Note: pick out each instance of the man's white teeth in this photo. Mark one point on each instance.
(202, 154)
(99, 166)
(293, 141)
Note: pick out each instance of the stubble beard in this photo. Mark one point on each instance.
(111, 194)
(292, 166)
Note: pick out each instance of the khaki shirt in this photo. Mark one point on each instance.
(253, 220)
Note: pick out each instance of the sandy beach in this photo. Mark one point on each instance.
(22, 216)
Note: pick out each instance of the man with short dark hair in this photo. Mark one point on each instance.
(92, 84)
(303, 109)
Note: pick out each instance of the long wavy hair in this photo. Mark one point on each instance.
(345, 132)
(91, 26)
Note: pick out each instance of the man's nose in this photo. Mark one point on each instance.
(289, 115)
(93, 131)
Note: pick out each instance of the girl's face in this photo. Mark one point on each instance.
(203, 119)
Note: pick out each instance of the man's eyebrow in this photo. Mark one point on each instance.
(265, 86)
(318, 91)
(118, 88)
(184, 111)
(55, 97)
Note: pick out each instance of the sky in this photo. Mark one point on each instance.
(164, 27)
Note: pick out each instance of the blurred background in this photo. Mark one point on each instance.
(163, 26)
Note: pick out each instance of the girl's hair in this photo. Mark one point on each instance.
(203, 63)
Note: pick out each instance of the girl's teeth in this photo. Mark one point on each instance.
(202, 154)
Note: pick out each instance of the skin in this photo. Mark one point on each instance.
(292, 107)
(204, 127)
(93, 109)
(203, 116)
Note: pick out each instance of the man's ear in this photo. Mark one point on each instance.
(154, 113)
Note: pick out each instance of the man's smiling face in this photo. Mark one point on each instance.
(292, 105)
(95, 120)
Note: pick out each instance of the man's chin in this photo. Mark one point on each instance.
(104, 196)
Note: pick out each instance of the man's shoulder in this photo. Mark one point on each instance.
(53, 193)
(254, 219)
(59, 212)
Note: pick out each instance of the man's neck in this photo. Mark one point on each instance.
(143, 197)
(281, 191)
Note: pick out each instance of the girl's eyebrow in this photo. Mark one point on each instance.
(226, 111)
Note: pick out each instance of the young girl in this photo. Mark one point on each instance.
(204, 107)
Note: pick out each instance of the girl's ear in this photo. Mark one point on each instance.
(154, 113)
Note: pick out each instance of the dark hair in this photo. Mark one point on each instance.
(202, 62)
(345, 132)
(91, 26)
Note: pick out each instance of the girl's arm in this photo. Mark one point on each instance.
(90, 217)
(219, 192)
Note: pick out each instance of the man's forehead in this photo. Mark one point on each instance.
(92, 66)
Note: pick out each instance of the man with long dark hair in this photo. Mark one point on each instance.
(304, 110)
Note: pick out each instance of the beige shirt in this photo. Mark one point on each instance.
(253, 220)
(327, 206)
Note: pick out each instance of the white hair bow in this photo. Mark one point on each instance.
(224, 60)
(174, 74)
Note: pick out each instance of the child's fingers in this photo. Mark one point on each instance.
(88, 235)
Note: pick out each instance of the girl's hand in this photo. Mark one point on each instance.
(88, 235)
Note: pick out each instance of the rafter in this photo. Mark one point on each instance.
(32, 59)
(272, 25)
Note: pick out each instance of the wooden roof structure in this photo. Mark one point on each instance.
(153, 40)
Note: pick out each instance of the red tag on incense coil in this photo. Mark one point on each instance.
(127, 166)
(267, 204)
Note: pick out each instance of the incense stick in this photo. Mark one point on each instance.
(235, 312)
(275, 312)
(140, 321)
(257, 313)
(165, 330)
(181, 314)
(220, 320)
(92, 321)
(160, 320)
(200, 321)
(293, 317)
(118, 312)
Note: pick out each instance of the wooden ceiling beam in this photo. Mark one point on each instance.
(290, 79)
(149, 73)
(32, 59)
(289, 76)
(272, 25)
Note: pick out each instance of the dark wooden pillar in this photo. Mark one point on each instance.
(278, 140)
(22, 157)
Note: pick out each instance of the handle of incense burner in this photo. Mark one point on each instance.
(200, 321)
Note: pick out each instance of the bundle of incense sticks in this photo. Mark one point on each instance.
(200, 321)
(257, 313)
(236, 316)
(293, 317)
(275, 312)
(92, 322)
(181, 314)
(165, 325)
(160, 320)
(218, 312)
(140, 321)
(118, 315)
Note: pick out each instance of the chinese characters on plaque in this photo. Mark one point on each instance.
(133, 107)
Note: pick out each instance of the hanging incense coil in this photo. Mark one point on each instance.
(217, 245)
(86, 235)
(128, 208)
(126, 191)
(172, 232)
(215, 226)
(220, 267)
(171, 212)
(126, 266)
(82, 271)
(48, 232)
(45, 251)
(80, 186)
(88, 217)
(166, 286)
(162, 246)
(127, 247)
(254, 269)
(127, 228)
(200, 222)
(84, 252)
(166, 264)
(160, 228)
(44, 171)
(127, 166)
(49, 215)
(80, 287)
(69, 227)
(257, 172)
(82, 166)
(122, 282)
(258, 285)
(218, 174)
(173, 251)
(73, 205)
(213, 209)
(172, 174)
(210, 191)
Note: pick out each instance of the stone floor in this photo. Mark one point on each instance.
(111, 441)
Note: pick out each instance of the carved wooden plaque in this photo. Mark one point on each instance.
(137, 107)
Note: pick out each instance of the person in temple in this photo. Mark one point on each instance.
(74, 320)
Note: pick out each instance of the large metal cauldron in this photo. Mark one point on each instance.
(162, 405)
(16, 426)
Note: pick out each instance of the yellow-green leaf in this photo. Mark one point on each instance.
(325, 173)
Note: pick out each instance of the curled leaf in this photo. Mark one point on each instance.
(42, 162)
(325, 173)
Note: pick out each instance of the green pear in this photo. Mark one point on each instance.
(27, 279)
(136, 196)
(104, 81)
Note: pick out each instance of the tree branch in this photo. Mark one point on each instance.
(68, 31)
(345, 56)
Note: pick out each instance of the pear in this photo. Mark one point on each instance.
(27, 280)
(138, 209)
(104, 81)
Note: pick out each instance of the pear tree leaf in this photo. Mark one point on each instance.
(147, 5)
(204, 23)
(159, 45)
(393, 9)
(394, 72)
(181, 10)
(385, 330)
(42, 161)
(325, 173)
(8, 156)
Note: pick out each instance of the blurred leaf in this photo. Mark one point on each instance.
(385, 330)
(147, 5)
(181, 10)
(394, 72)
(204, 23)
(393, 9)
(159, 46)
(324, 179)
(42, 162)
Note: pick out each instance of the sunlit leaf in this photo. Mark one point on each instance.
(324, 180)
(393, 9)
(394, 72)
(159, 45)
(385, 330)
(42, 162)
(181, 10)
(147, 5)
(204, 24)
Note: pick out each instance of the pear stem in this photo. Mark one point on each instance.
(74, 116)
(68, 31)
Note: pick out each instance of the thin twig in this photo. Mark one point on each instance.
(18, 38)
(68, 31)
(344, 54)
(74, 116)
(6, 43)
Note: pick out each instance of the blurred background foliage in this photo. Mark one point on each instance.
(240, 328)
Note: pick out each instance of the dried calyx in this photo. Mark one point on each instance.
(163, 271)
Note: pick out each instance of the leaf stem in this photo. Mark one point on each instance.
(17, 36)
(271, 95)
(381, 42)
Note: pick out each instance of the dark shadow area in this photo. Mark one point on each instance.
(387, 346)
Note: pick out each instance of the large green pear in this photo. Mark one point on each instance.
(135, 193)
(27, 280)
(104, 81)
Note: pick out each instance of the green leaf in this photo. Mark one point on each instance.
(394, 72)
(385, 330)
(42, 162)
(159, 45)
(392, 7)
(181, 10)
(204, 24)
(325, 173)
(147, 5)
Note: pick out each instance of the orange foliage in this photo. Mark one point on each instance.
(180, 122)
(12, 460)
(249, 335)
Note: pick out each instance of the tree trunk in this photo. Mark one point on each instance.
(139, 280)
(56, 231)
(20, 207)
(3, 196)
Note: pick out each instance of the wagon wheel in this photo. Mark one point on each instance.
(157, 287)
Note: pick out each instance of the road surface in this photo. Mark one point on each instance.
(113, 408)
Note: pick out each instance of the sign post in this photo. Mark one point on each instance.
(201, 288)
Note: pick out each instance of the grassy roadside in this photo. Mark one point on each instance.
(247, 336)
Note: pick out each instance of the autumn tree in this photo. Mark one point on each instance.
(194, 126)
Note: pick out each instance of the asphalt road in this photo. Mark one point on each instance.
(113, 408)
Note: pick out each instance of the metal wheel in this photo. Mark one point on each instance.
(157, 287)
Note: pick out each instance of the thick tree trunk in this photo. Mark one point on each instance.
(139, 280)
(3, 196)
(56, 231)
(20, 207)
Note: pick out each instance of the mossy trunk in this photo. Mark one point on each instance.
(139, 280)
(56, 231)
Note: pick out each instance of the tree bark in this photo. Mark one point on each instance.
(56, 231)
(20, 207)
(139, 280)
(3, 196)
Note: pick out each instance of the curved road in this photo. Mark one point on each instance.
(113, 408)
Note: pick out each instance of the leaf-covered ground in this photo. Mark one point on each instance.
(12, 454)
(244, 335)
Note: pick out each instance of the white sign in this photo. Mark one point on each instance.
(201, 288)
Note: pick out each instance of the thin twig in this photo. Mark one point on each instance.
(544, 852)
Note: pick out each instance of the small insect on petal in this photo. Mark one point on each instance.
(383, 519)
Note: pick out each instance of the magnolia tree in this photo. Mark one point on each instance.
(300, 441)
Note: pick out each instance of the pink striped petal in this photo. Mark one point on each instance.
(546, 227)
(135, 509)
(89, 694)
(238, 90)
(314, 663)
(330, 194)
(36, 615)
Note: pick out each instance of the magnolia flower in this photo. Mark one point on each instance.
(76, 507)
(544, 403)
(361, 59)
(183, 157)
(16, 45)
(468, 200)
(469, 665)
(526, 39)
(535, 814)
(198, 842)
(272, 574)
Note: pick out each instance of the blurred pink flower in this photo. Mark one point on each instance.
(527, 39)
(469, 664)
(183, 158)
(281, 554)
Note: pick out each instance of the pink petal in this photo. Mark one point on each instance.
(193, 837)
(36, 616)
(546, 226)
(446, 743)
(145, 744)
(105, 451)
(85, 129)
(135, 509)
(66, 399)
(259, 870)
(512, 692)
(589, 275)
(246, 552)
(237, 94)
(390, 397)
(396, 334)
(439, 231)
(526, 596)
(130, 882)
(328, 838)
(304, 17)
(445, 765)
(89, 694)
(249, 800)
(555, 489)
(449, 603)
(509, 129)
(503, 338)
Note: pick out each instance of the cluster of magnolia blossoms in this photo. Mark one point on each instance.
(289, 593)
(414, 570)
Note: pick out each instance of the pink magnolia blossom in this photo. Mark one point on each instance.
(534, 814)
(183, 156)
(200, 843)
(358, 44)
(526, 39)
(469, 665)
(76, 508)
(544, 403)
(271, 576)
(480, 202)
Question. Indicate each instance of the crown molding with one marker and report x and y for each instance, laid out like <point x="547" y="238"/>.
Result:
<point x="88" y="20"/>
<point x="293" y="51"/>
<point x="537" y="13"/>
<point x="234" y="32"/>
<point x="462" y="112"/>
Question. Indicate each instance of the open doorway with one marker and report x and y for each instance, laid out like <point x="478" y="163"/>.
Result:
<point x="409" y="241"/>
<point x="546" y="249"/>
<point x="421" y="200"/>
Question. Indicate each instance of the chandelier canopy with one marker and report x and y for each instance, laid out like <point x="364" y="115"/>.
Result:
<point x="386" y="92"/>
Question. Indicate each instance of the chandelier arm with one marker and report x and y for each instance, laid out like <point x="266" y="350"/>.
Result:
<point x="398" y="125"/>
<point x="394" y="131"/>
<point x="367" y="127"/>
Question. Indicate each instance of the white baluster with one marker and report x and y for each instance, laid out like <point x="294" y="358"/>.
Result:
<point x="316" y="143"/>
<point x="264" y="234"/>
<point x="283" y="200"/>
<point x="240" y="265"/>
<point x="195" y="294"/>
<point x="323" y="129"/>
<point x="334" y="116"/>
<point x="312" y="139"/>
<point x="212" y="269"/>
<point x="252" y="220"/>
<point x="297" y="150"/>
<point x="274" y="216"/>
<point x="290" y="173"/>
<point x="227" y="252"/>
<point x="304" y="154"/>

━━━━━━━━━━━━━━━━

Task to complete: Lines with "Indicate" in the listing above: state how many there are, and nothing else.

Response to the exercise: 5